> Exercise requirements:
Return each line of the listing below that contains the word "woman".

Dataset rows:
────────────────
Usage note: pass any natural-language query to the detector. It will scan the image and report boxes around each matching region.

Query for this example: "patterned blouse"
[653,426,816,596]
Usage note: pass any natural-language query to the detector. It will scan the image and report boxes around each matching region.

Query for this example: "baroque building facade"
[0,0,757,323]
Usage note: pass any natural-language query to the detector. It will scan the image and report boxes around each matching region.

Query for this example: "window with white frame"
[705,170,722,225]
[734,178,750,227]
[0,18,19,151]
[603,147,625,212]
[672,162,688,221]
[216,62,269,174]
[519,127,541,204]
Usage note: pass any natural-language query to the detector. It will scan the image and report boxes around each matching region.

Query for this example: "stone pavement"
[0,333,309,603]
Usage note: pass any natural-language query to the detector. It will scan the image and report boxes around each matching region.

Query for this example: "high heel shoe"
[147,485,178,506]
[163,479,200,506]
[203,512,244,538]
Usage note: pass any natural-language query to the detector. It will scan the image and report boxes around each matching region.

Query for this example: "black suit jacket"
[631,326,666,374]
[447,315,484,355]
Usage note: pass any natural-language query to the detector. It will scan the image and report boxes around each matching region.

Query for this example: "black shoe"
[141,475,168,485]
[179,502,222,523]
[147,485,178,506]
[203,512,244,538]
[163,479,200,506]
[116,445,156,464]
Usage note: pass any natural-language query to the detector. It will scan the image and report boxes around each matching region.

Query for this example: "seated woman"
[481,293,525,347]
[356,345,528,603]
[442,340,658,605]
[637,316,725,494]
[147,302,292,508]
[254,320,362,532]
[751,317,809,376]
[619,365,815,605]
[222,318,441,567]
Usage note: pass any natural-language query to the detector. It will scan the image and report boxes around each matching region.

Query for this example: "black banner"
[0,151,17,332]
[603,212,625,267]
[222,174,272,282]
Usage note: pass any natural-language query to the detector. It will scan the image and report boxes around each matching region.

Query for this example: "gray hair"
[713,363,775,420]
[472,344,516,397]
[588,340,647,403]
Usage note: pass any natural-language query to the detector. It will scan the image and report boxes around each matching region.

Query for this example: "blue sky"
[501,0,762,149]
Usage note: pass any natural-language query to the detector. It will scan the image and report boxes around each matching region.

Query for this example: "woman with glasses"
────────────────
> Output for this task:
Query for this example: "seated woman"
Query for this example: "woman with glasses"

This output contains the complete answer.